====== INPUT

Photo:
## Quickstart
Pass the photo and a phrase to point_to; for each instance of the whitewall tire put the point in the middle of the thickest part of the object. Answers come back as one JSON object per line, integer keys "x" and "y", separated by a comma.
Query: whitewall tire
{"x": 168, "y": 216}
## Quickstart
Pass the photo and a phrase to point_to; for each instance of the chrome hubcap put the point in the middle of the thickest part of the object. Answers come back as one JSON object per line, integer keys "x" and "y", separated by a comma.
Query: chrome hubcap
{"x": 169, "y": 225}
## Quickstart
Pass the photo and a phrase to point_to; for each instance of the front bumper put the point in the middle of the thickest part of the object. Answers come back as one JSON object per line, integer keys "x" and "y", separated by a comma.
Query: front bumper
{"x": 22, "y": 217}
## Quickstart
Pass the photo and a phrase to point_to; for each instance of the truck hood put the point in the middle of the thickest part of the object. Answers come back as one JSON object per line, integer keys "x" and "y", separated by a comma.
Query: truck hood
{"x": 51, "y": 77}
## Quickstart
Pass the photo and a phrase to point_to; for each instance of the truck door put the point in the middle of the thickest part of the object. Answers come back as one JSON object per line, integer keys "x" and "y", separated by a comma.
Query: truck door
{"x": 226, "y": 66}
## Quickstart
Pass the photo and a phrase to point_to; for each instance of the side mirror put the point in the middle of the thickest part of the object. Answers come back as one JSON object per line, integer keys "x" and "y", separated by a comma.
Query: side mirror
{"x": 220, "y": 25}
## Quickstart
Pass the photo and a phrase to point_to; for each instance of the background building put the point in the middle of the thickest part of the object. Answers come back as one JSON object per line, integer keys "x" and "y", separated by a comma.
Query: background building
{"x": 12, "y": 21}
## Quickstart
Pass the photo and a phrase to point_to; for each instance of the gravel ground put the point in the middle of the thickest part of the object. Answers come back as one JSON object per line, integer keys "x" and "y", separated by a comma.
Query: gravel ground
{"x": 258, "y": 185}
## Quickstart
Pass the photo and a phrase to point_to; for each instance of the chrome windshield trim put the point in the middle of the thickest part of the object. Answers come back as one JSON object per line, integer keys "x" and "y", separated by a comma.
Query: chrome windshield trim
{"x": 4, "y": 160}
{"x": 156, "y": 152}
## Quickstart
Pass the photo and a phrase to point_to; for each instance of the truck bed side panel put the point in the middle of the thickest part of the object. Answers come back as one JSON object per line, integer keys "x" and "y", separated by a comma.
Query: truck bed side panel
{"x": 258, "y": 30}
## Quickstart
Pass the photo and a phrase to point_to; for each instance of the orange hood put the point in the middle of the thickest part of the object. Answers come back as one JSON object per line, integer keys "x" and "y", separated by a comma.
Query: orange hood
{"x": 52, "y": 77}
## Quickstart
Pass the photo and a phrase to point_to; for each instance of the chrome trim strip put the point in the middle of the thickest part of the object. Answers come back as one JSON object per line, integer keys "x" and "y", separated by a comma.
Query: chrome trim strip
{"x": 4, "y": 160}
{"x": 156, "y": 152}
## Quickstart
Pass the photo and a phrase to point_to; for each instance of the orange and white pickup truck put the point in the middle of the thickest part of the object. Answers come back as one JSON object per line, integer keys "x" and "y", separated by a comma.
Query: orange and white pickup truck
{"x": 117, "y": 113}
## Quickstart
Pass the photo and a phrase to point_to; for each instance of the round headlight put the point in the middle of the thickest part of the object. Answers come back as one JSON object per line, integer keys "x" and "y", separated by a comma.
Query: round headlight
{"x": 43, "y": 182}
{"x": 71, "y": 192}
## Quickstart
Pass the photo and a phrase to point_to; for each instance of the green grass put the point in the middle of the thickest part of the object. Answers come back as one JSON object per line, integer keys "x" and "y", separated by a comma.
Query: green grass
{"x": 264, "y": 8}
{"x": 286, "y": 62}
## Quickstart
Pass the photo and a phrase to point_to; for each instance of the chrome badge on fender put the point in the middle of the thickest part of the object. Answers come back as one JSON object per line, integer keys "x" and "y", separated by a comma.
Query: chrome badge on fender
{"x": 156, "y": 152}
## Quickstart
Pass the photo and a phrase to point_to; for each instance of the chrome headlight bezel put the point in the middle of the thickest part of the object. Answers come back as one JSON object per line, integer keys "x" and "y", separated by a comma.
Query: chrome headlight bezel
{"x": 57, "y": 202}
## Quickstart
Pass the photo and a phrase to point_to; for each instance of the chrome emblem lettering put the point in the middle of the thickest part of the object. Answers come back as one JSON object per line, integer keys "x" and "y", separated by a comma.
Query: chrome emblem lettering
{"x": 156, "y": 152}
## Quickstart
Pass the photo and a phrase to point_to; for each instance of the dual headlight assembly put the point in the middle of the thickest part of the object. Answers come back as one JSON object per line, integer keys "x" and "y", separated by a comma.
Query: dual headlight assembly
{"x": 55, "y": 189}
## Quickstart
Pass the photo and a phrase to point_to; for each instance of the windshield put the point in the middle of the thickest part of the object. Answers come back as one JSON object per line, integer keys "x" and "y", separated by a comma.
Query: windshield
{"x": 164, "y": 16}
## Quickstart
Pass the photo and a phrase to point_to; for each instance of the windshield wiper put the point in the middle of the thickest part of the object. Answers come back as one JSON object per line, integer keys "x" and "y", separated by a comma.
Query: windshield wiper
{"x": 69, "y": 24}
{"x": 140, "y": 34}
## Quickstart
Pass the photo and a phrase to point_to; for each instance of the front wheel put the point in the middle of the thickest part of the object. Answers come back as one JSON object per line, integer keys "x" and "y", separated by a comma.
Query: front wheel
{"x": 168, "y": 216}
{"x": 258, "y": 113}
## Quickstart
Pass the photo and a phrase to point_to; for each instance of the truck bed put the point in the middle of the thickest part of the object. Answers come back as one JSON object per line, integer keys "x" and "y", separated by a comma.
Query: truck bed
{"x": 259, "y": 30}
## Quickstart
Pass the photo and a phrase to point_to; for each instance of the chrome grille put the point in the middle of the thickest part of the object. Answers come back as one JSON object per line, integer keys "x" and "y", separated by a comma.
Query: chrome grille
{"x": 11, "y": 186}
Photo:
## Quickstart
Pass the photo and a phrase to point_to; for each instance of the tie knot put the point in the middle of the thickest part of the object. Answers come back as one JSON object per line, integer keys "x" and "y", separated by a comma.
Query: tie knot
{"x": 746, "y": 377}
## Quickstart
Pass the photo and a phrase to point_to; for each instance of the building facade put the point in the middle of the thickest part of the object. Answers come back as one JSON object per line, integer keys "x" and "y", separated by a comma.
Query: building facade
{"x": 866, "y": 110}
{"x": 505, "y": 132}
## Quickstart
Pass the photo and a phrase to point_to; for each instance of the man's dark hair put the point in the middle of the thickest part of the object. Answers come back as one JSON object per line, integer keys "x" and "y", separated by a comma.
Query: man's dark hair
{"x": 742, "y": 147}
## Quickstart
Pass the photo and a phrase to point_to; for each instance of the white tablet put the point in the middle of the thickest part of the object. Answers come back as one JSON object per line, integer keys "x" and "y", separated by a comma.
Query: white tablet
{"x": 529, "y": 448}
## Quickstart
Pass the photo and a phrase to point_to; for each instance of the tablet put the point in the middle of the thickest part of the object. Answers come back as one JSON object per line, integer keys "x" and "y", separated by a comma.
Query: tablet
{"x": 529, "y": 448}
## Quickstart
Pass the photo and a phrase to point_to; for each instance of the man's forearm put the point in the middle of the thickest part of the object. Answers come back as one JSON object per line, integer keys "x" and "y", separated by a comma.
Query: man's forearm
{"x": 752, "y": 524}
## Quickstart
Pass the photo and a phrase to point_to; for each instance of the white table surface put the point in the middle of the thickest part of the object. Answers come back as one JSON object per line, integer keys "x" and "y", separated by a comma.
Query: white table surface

============

- REQUIRED WORK -
Set down the whole listing once more, exactly as it appears.

- ANSWER -
Photo:
## Quickstart
Pass the photo and a phrase to point_to; for each instance of the whitewall tire put the point in the middle of the thickest part of the object. Answers come back as one JSON object per line, integer keys "x" and "y", separated by a comma.
Query: whitewall tire
{"x": 168, "y": 216}
## Quickstart
Pass the photo and a phrase to point_to; for each instance of the chrome hubcap put the point in the middle of the thickest part of the object. Answers come back as one JSON object per line, integer keys "x" and "y", separated by a comma.
Query: chrome hubcap
{"x": 169, "y": 225}
## Quickstart
Pass the photo and a phrase to point_to; for each instance of the front bumper put the point in the middle of the thickest part of the object. Answers come back as one JSON object per line, integer keys "x" and "y", separated by a comma.
Query: front bumper
{"x": 22, "y": 217}
## Quickstart
Pass the photo and a phrase to point_to; for each instance of the truck hood put the point in the middle of the thickest part of the object. Answers come back as one JSON object per line, integer keys "x" and "y", separated by a comma.
Query: truck hood
{"x": 51, "y": 77}
## Quickstart
Pass the photo and a phrase to point_to; for each instance of the truck door put the point in the middle of the thickest part of the object. Answers come back as one JSON object per line, integer keys "x" and "y", separated by a comma.
Query: truck door
{"x": 226, "y": 66}
## Quickstart
Pass the photo and a phrase to point_to; for each instance of the side mirror put the point in the middle of the thickest part of the object. Answers come back as one JSON object per line, integer keys "x" and "y", separated by a comma.
Query: side mirror
{"x": 220, "y": 25}
## Quickstart
Pass the photo and a phrase to point_to; for each instance of the background building put the point in the middle of the thickest part of the object. Answers come back as one JSON object per line, integer keys "x" and "y", separated by a comma.
Query: background building
{"x": 12, "y": 21}
## Quickstart
Pass the photo and a phrase to point_to; for each instance of the gravel ground put the point in the middle of the thickest part of the object. Answers come back as one JSON object per line, integer keys "x" and "y", separated by a comma.
Query: gravel ground
{"x": 258, "y": 185}
## Quickstart
Pass the photo and a phrase to point_to; for each instance of the chrome windshield trim put the point in the middle of the thickest part of the object. Answers come back as one JSON object per line, integer keys "x" and "y", separated by a comma.
Query: chrome windshield trim
{"x": 4, "y": 160}
{"x": 156, "y": 152}
## Quickstart
Pass the photo and a phrase to point_to; for each instance of the truck bed side panel put the point in the middle of the thickest part of the object. Answers come back as one JSON object per line, integer keys "x" and "y", separated by a comma.
Query: truck bed side panel
{"x": 258, "y": 30}
## Quickstart
Pass the photo and a phrase to point_to; for each instance of the orange hood put the point in the middle of the thickest part of the object. Answers come back as one JSON object per line, integer keys "x" and "y", separated by a comma.
Query: orange hood
{"x": 52, "y": 77}
## Quickstart
Pass the photo and a phrase to point_to; for each instance of the chrome trim strip put the point in the middle of the thickest part of the object. Answers come back as one JSON object per line, integer keys "x" and "y", separated by a comma.
Query: chrome trim strip
{"x": 4, "y": 160}
{"x": 156, "y": 152}
## Quickstart
Pass the photo and a phrase to point_to; for each instance of the orange and white pickup truck put the point in the middle of the thickest part of the object. Answers come back as one JSON object per line, integer keys "x" and "y", separated by a comma.
Query: orange and white pickup truck
{"x": 117, "y": 113}
## Quickstart
Pass the photo and a phrase to point_to; for each instance of the round headlight put the point in the middle of the thickest part of the object. Answers come back as one JSON object per line, integer keys "x" and "y", separated by a comma.
Query: round headlight
{"x": 43, "y": 182}
{"x": 71, "y": 192}
## Quickstart
Pass the photo and a phrase to point_to; for each instance of the green grass put the point in the middle of the thickest part of the object. Answers come back as one JSON object per line, integer keys "x" and "y", separated by a comma.
Query: green grass
{"x": 264, "y": 8}
{"x": 286, "y": 62}
## Quickstart
Pass the photo and a phrase to point_to; for each instance of the chrome badge on fender put the point in the middle of the thickest part of the object. Answers come back as one JSON object per line, integer keys "x" and "y", separated by a comma.
Query: chrome badge on fender
{"x": 156, "y": 152}
## Quickstart
Pass the photo and a phrase to point_to; for each instance of the chrome headlight bezel put the point in the middle of the thickest part of the object. Answers come back as one JSON object per line, integer keys "x" and "y", separated by a comma.
Query: chrome headlight bezel
{"x": 57, "y": 202}
## Quickstart
Pass the photo and a phrase to point_to; for each instance of the chrome emblem lettering put the point in the middle of the thickest part of the object. Answers come back as one JSON object per line, integer keys "x" and "y", separated by a comma.
Query: chrome emblem lettering
{"x": 156, "y": 152}
## Quickstart
Pass the photo and a phrase to point_to; for each instance of the dual headlight assembly put the point in the middle of the thickest part of the object. Answers come back as one JSON object per line, integer keys "x" and "y", separated by a comma.
Query: dual headlight assembly
{"x": 55, "y": 189}
## Quickstart
Pass the photo and a phrase to point_to; for each instance of the windshield put the point in the middle of the thickest part of the object. Answers come back as one JSON object per line, integer keys "x" and "y", separated by a comma.
Query: windshield
{"x": 164, "y": 16}
## Quickstart
Pass the photo and a phrase to point_to; for each instance of the windshield wiper put the point in the middle of the thickest part of the object. Answers come back as one JSON object per line, integer keys "x" and "y", separated by a comma.
Query: windshield wiper
{"x": 69, "y": 24}
{"x": 140, "y": 34}
## Quickstart
Pass the photo and a phrase to point_to; for each instance of the front wheel put the point in the middle of the thickest part of the object. Answers come back as one JSON object per line, integer keys "x" and "y", separated by a comma.
Query: front wheel
{"x": 168, "y": 216}
{"x": 258, "y": 113}
## Quickstart
Pass the photo and a phrase to point_to; for each instance of the truck bed put the point in the middle of the thickest part of the object. Answers come back as one JSON object per line, integer keys "x" and "y", separated by a comma.
Query: truck bed
{"x": 259, "y": 30}
## Quickstart
Pass the photo and a phrase to point_to; for each instance of the chrome grille put the point in the middle of the thickest part of the object. Answers come back as one JSON object per line, integer keys "x" and "y", separated by a comma.
Query: chrome grille
{"x": 11, "y": 186}
Photo:
## Quickstart
Pass the photo and a phrase to point_to; for each instance of the tie knot put the point in the middle of the thickest part of the object. Answers come back as one JSON object per line, integer keys "x" and "y", separated by a comma.
Query: tie knot
{"x": 746, "y": 377}
## Quickstart
Pass the photo and a phrase to point_to; for each instance of the building facade put the point in the middle of the thickest part of the object. Answers come back as one JSON object per line, integer keys "x" and "y", separated by a comma.
Query: building facade
{"x": 866, "y": 110}
{"x": 505, "y": 132}
## Quickstart
Pass the photo and a phrase to point_to; for each instance of the man's dark hair put the point in the middle of the thickest part of the object. Answers come back as one JSON object per line, integer keys "x" and "y", separated by a comma.
Query: man's dark hair
{"x": 742, "y": 147}
## Quickstart
Pass the photo and a phrase to point_to; for each instance of the white tablet put the point in the middle of the thickest part of the object. Answers come back as one JSON object per line, integer keys "x" and "y", separated by a comma.
Query: white tablet
{"x": 529, "y": 448}
## Quickstart
Pass the photo and a phrase to point_to; for each instance of the tablet put the point in the middle of the thickest part of the object. Answers come back as one JSON object per line, integer keys "x" and "y", separated by a comma.
Query: tablet
{"x": 529, "y": 448}
## Quickstart
Pass the photo and a phrase to point_to; for each instance of the man's forearm put the point in the middle of the thickest part of the object. Answers come back as one JSON object per line, integer keys "x" and "y", separated by a comma.
Query: man's forearm
{"x": 752, "y": 524}
## Quickstart
Pass the photo and a phrase to point_to; for each instance of the white table surface put the point in the middle of the thickest part of the object. Answers come back as one JSON object per line, integer keys "x" and "y", separated by a comma.
Query: white table surface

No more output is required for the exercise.